THE EXERCISE:
Find the line that contains "Objective: one point per instance of the white t-shirt". Then set down that line and all the lines after it, to the end of the records, exactly and with nothing added.

Labeled-object pointing entries:

-.-.-

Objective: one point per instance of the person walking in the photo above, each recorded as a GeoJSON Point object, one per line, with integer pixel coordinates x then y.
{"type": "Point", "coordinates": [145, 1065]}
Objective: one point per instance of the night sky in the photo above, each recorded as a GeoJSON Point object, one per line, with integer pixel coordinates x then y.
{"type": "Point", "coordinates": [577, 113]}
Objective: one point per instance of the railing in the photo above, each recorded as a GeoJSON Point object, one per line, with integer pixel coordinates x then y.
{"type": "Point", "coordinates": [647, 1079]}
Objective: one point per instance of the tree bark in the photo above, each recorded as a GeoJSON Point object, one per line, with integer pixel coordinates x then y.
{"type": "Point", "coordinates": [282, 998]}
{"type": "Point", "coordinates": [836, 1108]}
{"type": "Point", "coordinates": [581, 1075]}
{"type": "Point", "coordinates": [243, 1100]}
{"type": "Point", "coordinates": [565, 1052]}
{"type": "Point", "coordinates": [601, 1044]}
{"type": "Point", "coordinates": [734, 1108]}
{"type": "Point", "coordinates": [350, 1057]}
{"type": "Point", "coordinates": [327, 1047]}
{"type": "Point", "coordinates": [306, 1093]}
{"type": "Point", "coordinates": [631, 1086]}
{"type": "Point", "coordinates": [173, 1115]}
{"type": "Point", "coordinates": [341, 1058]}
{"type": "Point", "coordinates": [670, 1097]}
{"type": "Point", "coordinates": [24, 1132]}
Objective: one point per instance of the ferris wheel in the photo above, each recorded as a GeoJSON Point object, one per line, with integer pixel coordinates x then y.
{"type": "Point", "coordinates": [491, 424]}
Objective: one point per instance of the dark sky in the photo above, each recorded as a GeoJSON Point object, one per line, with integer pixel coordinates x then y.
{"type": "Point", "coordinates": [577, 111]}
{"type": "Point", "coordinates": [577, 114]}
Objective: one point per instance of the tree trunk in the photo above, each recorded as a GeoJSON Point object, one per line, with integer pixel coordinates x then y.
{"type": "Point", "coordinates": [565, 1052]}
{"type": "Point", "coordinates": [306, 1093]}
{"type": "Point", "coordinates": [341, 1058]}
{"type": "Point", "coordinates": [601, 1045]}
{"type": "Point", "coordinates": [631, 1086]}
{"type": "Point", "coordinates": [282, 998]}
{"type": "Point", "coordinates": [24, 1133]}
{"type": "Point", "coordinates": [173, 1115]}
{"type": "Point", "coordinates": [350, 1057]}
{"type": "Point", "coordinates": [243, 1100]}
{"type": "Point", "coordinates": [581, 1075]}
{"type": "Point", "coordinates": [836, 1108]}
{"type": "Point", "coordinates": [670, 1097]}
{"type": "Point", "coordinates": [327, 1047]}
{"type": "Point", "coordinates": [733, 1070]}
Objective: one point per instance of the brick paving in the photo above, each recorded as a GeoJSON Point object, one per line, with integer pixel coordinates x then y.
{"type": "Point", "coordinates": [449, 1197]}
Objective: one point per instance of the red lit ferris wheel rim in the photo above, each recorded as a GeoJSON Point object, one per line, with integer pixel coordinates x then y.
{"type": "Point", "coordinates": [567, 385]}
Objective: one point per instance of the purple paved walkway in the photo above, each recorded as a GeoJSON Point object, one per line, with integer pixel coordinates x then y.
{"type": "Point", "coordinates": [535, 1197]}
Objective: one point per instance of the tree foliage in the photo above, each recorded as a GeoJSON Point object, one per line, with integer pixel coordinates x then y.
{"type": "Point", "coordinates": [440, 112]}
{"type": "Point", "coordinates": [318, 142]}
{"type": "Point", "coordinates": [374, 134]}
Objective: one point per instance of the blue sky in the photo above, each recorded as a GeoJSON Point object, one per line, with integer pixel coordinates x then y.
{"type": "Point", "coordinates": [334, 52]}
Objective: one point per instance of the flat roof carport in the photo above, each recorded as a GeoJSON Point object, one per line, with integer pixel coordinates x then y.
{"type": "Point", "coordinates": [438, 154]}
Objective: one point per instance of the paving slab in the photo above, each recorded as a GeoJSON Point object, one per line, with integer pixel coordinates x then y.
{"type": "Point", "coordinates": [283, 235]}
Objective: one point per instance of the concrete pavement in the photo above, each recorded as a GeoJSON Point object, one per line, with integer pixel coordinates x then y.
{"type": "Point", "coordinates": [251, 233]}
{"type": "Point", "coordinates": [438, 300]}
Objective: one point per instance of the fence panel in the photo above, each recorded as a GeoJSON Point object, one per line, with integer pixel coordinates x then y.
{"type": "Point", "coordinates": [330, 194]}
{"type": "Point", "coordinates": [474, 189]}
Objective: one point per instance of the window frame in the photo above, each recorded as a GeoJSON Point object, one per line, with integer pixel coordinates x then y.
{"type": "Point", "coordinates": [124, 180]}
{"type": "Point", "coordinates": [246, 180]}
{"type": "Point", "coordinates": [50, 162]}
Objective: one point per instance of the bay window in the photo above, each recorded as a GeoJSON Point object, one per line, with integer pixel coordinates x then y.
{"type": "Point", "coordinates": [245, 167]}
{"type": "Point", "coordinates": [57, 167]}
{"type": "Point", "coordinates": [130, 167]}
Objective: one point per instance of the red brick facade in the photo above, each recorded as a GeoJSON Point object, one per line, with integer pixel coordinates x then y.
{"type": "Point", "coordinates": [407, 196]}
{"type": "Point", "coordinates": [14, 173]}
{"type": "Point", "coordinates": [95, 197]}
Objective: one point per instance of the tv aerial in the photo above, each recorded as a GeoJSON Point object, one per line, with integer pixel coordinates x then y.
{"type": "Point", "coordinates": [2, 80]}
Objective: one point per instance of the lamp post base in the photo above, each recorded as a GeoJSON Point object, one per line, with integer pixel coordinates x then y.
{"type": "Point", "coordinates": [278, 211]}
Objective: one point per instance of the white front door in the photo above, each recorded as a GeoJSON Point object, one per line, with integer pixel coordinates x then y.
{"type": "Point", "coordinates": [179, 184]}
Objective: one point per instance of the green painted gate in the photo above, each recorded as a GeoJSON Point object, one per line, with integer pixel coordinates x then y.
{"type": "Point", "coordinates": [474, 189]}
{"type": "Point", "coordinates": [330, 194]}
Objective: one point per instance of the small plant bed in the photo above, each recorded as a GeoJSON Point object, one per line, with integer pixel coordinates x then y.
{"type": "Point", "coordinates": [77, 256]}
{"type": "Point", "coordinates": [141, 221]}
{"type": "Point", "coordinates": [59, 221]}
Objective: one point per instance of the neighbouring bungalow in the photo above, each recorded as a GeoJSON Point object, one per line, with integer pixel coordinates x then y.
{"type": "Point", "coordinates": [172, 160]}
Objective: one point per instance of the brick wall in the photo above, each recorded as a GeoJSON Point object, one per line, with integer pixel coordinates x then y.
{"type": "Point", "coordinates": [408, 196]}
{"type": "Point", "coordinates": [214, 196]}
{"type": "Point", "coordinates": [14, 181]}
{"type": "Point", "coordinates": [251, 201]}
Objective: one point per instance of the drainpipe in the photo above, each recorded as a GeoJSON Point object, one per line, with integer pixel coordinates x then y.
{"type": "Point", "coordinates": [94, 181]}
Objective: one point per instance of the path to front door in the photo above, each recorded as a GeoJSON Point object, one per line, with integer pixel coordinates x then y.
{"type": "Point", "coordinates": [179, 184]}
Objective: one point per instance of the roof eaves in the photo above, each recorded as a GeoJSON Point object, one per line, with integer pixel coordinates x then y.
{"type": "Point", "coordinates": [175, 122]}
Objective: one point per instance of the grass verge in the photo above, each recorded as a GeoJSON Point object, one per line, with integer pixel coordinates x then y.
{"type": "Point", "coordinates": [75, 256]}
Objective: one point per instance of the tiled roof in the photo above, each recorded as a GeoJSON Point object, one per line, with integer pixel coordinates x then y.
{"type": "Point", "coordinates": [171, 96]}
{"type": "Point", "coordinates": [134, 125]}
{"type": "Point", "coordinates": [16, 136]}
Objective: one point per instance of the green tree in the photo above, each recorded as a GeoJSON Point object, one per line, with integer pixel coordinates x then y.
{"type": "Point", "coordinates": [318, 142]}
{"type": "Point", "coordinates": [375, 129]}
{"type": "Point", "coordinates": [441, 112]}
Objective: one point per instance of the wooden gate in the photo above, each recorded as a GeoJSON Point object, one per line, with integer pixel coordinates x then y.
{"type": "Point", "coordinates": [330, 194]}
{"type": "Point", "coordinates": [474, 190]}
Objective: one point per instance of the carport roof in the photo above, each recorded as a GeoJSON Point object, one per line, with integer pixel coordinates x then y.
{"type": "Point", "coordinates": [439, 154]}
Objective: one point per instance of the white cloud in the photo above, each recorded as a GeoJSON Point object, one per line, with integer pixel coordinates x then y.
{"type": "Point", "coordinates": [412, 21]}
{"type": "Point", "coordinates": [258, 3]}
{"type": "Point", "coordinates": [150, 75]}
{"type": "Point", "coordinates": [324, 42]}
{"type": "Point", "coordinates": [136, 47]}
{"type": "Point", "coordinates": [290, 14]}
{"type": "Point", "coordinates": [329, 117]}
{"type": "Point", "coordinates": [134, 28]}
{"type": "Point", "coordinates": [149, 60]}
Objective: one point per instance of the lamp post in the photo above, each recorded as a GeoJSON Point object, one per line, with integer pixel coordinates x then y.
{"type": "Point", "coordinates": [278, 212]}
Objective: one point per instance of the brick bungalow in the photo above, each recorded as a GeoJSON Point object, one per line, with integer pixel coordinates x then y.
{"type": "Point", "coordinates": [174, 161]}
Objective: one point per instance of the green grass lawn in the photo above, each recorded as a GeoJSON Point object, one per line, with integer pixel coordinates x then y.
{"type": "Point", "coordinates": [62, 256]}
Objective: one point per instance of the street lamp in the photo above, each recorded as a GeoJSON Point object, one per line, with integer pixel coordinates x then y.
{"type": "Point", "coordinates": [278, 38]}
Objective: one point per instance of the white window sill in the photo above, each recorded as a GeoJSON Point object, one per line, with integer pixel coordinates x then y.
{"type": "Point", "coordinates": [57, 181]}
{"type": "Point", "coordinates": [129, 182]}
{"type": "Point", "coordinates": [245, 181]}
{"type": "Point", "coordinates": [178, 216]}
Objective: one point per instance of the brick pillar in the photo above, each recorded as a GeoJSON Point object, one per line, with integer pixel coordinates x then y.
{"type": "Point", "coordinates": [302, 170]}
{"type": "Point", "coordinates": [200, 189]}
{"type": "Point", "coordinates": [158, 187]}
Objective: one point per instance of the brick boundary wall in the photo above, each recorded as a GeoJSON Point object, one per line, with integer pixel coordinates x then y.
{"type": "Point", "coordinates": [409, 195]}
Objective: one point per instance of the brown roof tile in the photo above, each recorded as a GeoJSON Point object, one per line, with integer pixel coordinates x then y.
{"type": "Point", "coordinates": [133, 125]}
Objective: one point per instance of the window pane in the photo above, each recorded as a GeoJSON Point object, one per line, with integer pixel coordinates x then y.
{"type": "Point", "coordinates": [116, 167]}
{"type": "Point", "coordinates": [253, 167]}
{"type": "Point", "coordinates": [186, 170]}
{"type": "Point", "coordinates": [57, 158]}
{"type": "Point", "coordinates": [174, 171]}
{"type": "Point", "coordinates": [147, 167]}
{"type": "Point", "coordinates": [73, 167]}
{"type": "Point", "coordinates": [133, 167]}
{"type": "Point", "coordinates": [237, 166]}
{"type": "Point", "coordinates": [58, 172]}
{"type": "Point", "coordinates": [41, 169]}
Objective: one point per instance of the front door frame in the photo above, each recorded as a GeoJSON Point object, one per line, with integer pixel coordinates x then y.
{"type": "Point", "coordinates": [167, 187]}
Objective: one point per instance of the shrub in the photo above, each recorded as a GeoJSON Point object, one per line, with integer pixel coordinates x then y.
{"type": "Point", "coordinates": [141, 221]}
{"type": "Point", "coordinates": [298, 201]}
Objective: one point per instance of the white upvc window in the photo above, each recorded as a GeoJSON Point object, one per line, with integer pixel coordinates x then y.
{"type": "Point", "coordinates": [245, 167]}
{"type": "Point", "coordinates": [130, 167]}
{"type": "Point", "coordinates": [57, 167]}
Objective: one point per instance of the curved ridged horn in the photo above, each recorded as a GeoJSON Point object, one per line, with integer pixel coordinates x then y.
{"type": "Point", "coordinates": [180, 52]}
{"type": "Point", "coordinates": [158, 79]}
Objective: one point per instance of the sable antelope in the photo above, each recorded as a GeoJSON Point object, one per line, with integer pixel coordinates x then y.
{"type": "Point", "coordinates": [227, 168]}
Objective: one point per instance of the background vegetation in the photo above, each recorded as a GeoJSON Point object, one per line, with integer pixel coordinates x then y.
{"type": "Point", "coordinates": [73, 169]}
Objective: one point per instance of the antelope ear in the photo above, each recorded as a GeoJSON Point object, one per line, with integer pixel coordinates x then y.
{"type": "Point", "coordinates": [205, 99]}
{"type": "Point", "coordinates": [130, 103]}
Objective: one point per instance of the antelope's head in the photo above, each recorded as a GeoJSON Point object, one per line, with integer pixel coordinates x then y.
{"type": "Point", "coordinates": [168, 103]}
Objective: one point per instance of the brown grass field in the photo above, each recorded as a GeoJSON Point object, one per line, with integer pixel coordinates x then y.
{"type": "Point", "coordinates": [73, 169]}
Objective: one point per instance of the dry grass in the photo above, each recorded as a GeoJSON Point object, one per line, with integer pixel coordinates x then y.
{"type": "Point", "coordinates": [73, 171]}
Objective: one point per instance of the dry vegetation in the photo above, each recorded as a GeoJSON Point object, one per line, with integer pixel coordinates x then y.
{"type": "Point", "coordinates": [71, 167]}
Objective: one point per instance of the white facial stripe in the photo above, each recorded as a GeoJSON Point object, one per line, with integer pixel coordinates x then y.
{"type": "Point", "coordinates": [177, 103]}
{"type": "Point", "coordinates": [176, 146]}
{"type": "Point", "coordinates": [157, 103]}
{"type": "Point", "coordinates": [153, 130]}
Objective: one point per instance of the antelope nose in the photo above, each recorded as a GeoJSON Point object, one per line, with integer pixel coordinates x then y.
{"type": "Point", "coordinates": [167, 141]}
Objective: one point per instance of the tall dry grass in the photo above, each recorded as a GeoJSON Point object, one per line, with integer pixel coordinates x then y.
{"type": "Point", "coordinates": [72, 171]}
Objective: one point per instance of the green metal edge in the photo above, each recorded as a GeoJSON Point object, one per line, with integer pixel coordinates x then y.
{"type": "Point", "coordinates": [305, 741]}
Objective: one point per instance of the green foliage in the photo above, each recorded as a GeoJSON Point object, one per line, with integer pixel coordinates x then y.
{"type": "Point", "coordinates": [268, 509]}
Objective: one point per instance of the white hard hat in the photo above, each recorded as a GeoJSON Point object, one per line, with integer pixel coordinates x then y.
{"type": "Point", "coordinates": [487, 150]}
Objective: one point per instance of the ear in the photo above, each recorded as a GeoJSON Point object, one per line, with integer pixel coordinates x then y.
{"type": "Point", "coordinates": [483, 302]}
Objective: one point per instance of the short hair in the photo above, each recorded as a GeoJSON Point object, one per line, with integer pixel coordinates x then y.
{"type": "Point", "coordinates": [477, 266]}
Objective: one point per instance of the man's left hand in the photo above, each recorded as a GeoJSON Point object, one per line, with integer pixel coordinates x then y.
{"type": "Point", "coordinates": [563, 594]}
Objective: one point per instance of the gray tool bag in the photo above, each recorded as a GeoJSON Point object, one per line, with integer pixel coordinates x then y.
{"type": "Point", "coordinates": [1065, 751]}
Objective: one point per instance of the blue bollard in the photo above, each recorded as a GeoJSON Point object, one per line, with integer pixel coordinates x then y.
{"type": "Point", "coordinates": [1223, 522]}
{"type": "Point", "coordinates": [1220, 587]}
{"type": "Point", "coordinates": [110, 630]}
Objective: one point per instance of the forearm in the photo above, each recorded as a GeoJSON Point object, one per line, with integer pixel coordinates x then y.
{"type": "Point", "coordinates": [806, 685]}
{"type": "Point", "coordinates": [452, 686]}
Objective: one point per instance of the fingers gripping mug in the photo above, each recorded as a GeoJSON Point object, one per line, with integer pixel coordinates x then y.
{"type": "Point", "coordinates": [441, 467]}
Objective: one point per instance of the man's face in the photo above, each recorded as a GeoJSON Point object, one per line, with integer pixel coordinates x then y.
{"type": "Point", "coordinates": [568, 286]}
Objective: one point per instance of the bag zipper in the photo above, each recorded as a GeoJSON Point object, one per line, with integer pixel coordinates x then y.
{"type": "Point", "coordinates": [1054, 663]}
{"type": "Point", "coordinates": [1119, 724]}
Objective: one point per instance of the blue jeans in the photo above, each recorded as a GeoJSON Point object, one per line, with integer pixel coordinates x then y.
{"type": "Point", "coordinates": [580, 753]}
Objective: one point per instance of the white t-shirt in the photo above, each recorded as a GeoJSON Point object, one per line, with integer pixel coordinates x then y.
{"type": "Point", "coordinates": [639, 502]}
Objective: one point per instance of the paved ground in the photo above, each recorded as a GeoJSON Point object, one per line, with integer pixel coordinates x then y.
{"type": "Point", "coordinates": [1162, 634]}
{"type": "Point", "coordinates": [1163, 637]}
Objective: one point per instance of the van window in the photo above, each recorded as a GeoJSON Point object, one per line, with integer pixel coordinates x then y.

-.-.-

THE REPLY:
Objective: one point per instance of the white t-shirt in the photo above, each recorded as a GeoJSON Point object, one per line, with integer pixel coordinates x then y.
{"type": "Point", "coordinates": [639, 502]}
Objective: one point per instance of the paved ground in the photo above, each recorded as a GeoJSON Point object, one per line, with integer pixel coordinates x then y.
{"type": "Point", "coordinates": [1162, 634]}
{"type": "Point", "coordinates": [1163, 637]}
Objective: one point per instance of the van window in the photo above, each recorded as a GeoJSON Point object, one per line, with integer pixel coordinates x then y.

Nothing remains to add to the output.